# TASK TO CARRY OUT
Copy out each line of the rows below that contains the string "negative", treating uppercase and lowercase letters as distinct.

# MATERIAL FOR THE TASK
BEGIN

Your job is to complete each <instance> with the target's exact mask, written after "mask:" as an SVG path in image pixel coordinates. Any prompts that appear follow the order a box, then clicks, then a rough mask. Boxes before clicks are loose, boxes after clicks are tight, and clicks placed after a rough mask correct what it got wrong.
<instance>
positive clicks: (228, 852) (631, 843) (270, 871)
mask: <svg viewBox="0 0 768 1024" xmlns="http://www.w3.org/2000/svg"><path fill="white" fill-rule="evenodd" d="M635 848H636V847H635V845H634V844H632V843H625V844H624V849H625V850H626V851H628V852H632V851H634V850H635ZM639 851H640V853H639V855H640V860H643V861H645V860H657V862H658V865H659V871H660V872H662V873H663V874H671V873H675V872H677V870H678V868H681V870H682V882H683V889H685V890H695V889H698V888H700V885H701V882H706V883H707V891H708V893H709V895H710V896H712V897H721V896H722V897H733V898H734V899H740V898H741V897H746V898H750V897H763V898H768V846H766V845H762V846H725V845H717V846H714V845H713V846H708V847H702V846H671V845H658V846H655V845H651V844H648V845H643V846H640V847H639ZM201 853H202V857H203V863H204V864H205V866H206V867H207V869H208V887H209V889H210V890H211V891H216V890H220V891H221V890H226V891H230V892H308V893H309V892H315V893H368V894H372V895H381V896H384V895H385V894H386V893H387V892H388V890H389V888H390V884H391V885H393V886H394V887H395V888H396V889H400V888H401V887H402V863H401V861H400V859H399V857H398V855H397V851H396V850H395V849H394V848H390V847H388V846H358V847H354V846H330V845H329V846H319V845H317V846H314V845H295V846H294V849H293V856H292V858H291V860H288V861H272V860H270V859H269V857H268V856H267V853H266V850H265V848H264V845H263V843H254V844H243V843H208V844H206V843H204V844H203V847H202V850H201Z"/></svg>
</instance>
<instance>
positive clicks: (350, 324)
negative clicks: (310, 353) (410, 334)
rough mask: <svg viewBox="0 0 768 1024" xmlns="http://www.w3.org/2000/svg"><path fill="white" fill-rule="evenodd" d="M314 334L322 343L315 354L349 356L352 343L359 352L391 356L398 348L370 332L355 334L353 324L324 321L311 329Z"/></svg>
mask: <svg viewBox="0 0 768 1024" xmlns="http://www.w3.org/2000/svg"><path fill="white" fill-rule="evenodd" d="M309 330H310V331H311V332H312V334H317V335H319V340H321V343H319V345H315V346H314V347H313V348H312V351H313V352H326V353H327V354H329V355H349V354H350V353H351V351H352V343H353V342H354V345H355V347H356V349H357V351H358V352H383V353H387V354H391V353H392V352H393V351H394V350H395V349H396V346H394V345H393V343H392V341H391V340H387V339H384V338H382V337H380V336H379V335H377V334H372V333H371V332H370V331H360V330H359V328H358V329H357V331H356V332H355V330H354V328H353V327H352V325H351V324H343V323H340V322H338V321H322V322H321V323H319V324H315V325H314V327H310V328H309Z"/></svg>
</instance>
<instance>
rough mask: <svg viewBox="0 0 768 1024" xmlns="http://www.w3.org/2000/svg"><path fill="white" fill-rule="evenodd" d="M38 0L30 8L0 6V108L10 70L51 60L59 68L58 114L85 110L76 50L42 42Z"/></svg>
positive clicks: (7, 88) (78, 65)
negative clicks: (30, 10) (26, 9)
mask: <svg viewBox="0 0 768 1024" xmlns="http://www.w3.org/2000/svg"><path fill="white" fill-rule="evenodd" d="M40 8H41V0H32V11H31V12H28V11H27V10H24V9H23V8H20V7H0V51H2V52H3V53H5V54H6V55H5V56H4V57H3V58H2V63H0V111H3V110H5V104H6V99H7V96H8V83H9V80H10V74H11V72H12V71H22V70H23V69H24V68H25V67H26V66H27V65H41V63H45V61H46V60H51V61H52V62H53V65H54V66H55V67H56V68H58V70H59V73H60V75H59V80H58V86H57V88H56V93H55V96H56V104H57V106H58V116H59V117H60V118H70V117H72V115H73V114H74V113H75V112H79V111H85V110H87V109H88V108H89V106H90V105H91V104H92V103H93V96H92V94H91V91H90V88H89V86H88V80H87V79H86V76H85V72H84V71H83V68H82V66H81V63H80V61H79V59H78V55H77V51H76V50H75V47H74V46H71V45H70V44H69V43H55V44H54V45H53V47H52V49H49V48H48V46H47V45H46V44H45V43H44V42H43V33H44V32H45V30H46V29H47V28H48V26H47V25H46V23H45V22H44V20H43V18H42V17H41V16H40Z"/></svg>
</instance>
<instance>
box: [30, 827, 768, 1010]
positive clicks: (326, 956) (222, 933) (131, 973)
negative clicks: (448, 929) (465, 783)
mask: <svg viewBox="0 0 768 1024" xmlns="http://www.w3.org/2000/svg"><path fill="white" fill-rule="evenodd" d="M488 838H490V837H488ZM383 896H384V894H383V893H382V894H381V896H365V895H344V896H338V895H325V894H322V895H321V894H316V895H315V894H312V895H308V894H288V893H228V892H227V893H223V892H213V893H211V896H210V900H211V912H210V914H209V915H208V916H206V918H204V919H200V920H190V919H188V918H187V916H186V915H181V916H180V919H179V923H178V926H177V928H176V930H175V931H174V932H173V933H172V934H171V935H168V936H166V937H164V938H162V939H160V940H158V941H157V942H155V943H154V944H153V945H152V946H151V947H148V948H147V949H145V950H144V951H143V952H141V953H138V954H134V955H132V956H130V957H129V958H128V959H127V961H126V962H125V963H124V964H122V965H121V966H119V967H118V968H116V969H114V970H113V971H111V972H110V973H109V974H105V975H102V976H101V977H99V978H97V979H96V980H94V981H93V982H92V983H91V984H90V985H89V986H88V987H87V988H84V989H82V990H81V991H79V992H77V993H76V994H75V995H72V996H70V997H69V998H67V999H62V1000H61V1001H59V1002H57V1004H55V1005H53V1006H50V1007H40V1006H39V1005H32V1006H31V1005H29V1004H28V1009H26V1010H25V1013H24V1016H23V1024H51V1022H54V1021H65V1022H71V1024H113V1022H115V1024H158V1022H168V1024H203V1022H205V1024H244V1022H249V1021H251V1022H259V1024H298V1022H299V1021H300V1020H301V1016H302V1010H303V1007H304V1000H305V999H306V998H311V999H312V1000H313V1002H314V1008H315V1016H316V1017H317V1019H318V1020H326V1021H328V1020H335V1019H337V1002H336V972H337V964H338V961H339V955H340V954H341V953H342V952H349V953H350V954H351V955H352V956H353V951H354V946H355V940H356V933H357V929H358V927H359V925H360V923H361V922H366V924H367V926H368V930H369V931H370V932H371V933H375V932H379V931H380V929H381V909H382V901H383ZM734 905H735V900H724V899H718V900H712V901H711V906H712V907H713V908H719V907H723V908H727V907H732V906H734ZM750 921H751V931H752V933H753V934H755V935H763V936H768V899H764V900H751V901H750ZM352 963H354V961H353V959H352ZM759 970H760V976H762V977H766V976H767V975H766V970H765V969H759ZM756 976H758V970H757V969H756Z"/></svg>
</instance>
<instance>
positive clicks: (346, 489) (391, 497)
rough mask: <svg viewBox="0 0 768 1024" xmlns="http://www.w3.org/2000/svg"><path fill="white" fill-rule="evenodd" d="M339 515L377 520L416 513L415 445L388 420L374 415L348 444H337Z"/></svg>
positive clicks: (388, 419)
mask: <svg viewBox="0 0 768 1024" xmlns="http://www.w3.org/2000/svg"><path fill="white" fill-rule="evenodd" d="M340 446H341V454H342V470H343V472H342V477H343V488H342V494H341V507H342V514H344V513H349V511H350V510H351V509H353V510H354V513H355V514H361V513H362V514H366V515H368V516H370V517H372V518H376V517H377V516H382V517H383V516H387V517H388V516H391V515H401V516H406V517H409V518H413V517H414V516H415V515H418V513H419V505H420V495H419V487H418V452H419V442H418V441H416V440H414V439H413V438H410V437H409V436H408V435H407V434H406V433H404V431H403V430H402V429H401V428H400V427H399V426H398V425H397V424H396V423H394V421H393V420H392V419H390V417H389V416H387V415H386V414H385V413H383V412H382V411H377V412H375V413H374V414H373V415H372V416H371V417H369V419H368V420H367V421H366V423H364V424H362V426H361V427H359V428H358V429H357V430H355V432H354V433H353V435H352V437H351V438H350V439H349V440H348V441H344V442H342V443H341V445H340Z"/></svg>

END

# SOLUTION TO THE PROBLEM
negative clicks: (310, 353) (410, 334)
negative clicks: (30, 10) (26, 9)
negative clicks: (448, 929) (465, 783)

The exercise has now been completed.